> What to work on: Please copy every line of the data in which the string "plaid" appears.
******************************
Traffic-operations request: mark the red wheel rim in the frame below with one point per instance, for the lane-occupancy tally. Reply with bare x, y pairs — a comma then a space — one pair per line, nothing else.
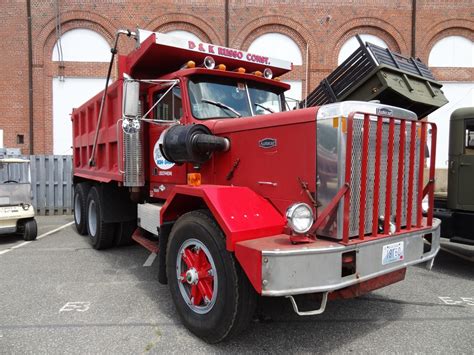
197, 276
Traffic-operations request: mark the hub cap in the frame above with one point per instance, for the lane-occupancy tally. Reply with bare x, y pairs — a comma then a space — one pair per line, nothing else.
197, 276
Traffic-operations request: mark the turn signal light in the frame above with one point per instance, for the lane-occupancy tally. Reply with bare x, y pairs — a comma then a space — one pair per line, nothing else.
194, 179
209, 62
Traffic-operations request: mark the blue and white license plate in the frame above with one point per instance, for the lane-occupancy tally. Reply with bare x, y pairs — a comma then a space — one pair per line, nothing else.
391, 253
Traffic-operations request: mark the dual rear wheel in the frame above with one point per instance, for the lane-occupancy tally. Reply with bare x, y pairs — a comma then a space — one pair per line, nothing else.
89, 219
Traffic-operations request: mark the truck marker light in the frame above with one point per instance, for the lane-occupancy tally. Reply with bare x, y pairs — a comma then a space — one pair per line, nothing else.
194, 179
209, 62
267, 73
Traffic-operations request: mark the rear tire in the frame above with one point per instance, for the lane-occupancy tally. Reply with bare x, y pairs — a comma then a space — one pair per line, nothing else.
101, 234
30, 230
214, 305
81, 191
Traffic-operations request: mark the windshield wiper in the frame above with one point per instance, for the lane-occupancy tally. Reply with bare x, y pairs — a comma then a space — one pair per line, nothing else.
221, 105
264, 107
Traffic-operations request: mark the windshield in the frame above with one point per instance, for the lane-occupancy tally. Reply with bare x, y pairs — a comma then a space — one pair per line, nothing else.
213, 97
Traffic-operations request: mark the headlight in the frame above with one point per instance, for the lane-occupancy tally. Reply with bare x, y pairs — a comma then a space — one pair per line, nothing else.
425, 205
300, 217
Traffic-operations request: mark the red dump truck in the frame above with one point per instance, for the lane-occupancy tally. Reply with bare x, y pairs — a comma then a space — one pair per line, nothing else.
193, 153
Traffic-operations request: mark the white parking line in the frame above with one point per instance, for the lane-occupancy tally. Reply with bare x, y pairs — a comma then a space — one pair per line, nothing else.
39, 237
459, 255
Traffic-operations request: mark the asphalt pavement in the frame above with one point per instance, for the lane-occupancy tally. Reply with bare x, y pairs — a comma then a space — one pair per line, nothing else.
58, 295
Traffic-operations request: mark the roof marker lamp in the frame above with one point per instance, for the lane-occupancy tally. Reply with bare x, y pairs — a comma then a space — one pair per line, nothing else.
209, 62
300, 217
267, 73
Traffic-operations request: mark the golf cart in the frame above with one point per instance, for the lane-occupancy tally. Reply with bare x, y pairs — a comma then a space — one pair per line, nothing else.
17, 214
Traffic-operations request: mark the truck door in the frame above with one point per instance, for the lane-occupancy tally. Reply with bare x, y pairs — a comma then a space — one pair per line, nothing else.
162, 172
466, 167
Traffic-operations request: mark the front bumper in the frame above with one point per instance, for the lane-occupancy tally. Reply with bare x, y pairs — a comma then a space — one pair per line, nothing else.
277, 268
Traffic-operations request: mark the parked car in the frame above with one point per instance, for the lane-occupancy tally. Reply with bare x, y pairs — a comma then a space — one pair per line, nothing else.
17, 214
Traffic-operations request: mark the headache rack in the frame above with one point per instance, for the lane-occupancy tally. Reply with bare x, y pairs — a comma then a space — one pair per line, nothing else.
375, 73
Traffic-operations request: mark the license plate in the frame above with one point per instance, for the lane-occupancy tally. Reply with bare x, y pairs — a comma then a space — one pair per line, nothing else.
391, 253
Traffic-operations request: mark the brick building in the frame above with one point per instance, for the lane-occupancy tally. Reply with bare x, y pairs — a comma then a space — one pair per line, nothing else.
315, 35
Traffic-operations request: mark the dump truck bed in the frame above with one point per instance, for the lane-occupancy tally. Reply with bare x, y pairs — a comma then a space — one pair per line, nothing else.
376, 73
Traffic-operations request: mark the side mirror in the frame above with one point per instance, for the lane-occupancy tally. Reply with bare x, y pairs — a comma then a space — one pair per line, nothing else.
131, 91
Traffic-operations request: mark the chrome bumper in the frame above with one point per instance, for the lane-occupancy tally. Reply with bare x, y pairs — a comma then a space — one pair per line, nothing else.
316, 267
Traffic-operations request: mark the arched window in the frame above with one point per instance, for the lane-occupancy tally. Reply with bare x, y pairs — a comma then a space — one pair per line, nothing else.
277, 45
452, 51
185, 34
352, 44
82, 45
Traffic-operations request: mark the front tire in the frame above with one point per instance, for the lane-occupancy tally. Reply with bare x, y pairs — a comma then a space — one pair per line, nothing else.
81, 191
30, 230
101, 234
212, 295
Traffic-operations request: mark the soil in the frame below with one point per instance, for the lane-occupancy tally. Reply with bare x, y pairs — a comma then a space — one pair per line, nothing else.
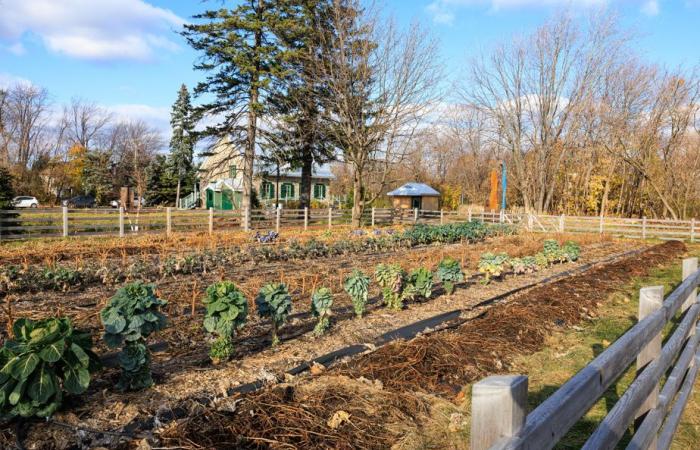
183, 372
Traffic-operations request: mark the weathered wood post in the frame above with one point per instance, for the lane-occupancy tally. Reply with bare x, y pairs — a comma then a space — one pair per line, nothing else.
65, 221
278, 218
499, 409
121, 221
168, 221
651, 299
690, 266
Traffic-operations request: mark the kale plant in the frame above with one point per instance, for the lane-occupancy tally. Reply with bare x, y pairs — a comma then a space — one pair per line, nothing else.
274, 302
227, 310
357, 287
321, 302
42, 360
128, 319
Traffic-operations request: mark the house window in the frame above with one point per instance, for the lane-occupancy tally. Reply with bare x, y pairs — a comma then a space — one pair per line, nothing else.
287, 191
267, 190
319, 191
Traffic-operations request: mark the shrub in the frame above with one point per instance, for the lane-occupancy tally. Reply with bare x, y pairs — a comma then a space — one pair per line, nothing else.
421, 280
129, 318
321, 302
227, 310
357, 287
572, 251
392, 279
449, 273
492, 265
274, 302
42, 360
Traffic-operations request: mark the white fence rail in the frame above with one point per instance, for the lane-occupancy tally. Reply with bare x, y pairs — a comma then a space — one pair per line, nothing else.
653, 402
64, 222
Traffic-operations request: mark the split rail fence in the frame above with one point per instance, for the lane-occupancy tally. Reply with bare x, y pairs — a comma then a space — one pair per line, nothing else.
63, 222
652, 404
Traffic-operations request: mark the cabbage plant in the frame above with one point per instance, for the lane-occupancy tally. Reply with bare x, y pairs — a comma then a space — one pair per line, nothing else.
449, 273
227, 310
128, 319
274, 302
321, 302
357, 287
44, 359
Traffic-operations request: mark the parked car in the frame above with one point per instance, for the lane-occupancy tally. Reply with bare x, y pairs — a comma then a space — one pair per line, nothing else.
25, 201
80, 201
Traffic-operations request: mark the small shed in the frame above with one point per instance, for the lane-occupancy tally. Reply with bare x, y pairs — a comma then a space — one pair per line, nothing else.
415, 195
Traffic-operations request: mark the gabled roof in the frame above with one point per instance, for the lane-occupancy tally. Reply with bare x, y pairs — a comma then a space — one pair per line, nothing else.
414, 190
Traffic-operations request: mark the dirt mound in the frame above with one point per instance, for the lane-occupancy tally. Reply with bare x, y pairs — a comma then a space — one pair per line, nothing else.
442, 363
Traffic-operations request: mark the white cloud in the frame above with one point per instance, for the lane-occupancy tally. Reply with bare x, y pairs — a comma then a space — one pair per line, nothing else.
650, 8
443, 11
98, 30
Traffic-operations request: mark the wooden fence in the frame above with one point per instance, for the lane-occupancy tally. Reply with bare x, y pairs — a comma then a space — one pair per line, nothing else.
653, 403
64, 222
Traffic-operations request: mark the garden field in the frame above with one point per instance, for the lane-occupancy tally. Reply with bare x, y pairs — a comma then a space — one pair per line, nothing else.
334, 379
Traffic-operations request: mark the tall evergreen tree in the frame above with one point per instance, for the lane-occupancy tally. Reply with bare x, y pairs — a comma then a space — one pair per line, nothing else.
303, 30
182, 140
241, 58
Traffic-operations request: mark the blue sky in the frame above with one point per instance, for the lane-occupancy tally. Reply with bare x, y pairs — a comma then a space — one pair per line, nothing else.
127, 56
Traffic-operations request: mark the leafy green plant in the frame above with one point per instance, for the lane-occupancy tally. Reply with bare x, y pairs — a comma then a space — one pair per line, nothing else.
421, 280
492, 265
321, 302
274, 302
42, 360
227, 310
357, 287
449, 273
392, 279
572, 251
128, 319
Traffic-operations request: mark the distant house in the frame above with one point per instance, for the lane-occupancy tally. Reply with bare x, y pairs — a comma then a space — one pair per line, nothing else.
415, 195
221, 175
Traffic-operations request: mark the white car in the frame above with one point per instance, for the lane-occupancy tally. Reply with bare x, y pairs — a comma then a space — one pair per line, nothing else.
25, 202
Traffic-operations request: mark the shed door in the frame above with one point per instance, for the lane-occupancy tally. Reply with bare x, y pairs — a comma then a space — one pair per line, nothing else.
415, 202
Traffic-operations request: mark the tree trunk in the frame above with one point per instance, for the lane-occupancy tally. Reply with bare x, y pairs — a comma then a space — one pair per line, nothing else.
305, 188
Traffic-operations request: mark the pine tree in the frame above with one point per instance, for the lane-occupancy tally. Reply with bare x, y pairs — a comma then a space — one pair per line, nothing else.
241, 58
182, 140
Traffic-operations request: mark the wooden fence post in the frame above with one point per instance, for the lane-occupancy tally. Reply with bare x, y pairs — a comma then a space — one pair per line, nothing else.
651, 299
168, 221
121, 221
690, 266
499, 408
65, 221
278, 218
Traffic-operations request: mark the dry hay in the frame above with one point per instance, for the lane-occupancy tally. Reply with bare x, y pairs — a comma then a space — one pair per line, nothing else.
327, 412
443, 362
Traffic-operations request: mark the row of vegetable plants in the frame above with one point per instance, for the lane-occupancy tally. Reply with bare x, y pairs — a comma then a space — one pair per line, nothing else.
25, 278
47, 359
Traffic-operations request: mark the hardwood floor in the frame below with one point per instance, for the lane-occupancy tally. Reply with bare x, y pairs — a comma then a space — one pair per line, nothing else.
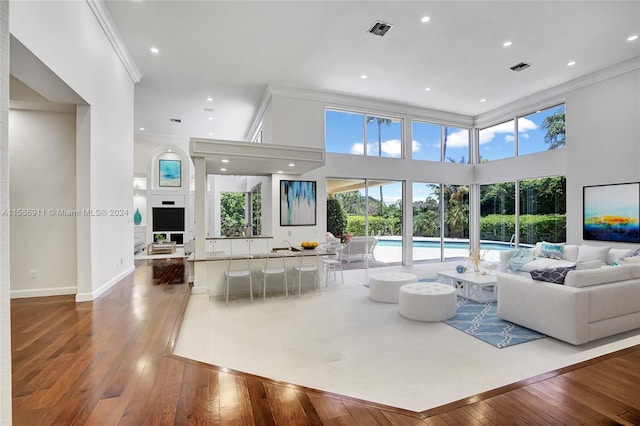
109, 362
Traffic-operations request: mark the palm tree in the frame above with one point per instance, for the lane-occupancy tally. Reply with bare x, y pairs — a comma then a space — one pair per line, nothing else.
380, 121
554, 125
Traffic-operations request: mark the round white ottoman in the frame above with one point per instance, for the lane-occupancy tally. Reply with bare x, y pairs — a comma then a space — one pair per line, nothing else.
427, 301
385, 286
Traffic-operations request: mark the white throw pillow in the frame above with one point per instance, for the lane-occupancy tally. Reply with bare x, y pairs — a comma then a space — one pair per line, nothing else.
570, 252
596, 276
587, 253
592, 264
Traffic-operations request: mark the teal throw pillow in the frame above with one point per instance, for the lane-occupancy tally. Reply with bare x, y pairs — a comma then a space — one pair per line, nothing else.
552, 251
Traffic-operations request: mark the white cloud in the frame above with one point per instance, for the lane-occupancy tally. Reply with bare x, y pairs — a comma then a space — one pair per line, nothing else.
459, 139
524, 125
357, 148
392, 148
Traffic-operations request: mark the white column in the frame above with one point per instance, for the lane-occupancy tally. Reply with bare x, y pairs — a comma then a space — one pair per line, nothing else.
200, 205
5, 307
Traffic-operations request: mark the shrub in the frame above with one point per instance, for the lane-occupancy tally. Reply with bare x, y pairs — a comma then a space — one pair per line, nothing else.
336, 218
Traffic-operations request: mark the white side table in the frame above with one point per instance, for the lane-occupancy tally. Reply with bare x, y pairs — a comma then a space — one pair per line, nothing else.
471, 285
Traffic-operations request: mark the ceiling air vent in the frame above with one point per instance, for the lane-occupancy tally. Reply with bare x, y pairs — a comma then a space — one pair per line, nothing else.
380, 28
520, 67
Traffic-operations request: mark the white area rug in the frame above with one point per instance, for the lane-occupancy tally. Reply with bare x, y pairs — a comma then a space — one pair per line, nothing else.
343, 342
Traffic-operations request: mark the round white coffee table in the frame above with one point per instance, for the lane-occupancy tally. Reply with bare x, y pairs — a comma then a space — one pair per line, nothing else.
427, 301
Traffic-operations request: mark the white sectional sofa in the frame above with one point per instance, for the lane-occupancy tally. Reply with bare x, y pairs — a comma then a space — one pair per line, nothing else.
590, 304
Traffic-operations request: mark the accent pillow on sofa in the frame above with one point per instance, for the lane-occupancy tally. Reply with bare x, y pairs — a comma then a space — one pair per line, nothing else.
615, 254
570, 252
588, 253
604, 275
591, 264
551, 250
552, 275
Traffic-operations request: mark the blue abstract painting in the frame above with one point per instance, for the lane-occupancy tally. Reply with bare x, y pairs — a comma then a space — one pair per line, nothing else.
612, 212
297, 203
170, 173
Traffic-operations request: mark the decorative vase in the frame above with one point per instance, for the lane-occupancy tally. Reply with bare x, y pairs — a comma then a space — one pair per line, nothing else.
137, 217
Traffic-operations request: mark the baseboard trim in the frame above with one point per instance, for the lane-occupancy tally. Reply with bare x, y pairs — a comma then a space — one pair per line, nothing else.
88, 297
199, 289
42, 292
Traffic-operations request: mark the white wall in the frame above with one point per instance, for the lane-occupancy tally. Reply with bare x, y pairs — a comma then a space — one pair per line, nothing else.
603, 142
42, 149
68, 39
5, 322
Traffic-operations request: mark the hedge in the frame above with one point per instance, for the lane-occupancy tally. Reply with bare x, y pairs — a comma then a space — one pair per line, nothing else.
533, 228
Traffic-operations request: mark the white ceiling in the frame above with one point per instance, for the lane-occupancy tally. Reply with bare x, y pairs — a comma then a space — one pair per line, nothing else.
231, 51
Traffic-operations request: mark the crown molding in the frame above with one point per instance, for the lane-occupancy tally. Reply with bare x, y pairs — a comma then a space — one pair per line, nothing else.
371, 105
106, 22
554, 95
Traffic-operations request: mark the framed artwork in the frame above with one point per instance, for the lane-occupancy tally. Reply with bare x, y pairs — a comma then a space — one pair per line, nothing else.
297, 203
170, 172
612, 212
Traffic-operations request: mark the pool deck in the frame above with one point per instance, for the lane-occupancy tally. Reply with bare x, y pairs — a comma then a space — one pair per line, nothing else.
389, 254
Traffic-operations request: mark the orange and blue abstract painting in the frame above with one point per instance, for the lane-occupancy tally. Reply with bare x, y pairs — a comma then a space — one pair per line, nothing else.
612, 212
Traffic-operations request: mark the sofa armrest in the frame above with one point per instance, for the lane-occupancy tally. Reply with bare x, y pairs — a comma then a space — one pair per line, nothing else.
552, 309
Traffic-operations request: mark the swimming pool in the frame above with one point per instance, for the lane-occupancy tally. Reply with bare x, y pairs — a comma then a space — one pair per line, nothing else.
460, 245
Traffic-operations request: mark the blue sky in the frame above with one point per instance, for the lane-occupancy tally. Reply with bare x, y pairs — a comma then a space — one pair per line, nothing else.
345, 133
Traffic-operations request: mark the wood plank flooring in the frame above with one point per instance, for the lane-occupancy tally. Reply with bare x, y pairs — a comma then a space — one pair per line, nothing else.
109, 362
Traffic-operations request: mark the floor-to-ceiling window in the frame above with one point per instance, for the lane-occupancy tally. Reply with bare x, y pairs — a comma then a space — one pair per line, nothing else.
426, 222
455, 224
372, 211
542, 210
541, 207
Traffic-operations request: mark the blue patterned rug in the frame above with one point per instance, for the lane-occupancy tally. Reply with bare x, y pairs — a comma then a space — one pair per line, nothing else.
481, 320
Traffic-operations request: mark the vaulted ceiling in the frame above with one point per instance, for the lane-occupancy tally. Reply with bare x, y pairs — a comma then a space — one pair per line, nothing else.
230, 51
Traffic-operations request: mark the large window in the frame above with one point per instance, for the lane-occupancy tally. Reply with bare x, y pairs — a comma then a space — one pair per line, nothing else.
363, 134
434, 142
542, 211
541, 131
496, 142
373, 210
536, 132
497, 212
426, 222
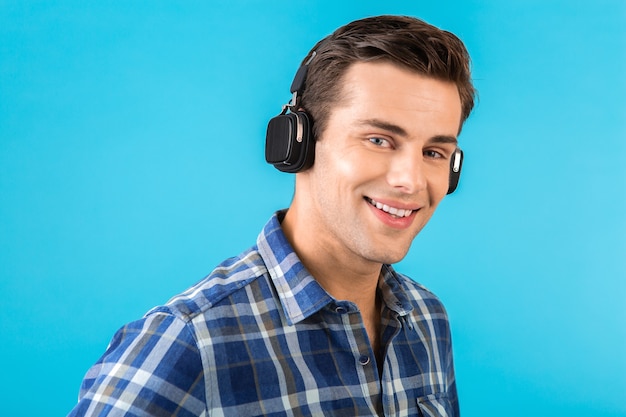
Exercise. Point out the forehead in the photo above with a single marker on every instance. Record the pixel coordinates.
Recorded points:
(387, 91)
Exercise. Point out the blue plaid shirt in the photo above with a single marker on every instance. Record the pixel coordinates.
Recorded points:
(260, 337)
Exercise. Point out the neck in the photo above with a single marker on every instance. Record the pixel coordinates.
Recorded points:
(343, 276)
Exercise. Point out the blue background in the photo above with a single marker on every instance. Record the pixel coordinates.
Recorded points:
(131, 162)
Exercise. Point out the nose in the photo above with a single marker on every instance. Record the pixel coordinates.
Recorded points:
(407, 172)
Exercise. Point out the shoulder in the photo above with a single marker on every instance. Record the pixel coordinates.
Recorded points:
(425, 302)
(225, 280)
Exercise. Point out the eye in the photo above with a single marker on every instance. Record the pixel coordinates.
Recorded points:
(433, 154)
(381, 142)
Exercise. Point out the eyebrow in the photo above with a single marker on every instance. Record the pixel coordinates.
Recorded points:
(398, 130)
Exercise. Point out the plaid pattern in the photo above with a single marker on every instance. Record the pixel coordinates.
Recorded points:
(260, 337)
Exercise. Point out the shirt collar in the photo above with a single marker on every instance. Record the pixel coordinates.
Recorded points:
(299, 293)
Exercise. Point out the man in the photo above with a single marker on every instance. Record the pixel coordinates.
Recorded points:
(313, 320)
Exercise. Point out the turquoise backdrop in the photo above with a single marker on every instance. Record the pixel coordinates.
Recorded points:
(131, 162)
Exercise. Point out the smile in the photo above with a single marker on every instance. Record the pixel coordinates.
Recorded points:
(395, 212)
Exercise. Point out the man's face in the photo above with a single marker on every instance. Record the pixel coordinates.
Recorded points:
(382, 163)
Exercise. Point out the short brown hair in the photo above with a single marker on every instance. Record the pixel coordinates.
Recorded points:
(402, 40)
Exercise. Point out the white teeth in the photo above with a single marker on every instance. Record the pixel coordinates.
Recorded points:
(391, 210)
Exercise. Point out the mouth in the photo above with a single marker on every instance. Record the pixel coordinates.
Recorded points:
(392, 211)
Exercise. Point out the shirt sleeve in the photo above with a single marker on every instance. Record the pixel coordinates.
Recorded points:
(151, 368)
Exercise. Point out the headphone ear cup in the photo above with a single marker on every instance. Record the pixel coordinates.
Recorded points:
(289, 144)
(456, 163)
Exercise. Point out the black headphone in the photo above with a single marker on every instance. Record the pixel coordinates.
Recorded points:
(290, 145)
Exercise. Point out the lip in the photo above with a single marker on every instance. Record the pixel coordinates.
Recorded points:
(389, 219)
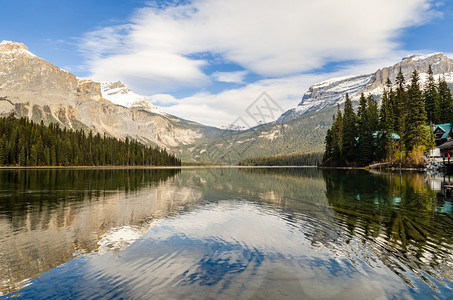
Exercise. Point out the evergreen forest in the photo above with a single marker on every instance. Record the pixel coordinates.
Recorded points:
(400, 130)
(25, 143)
(309, 159)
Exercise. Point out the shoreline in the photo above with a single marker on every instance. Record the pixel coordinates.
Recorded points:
(146, 167)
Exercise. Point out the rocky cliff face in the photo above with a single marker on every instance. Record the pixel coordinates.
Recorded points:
(330, 92)
(33, 87)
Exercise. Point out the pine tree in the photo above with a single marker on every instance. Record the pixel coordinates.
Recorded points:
(370, 131)
(400, 103)
(431, 97)
(337, 136)
(349, 130)
(3, 154)
(445, 101)
(416, 114)
(384, 142)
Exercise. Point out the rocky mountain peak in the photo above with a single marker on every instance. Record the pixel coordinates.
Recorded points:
(10, 47)
(330, 92)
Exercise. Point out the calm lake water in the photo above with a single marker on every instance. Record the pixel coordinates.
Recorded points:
(221, 233)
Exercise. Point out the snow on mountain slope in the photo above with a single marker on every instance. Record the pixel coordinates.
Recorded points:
(326, 94)
(330, 92)
(118, 93)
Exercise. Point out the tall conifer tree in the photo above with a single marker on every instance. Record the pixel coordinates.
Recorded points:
(431, 97)
(416, 114)
(349, 130)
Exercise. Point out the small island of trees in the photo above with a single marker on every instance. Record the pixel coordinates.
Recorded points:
(399, 131)
(25, 143)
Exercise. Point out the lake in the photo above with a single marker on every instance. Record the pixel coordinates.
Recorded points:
(222, 233)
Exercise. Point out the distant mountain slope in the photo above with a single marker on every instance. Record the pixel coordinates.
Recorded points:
(303, 129)
(330, 92)
(304, 134)
(33, 87)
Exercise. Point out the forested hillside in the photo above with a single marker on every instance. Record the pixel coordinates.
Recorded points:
(309, 159)
(25, 143)
(400, 130)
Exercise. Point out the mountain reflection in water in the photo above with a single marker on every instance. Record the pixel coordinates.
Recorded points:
(229, 233)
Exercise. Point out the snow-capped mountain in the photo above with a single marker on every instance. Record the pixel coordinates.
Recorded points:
(332, 91)
(34, 88)
(118, 93)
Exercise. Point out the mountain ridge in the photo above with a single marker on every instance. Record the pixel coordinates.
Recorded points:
(332, 91)
(32, 87)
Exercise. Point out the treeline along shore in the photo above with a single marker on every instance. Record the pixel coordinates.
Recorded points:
(399, 131)
(25, 143)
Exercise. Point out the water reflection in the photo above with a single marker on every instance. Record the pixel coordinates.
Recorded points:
******************************
> Response box:
Exercise. Point out the blue plaid shirt in the photo above with a single marker on every instance. Record the pixel coordinates.
Exercise. Point out the plaid pattern in the photo above with a single marker on every instance. Record the pixel coordinates.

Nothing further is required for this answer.